• TASK PROMPT
Edit the data below by replacing "short sleeve" with "long sleeve", leaving all other text unchanged.

• PROVIDED DATA
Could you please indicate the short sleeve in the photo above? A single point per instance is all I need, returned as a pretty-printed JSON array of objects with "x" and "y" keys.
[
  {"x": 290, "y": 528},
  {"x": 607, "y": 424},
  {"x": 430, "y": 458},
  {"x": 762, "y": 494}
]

• CORRECT ANSWER
Could you please indicate the long sleeve in the photo above? A single point per instance is all I need, returned as a pretty-printed JSON array of objects with "x" and "y" keys.
[
  {"x": 290, "y": 528},
  {"x": 607, "y": 424},
  {"x": 430, "y": 458},
  {"x": 762, "y": 494}
]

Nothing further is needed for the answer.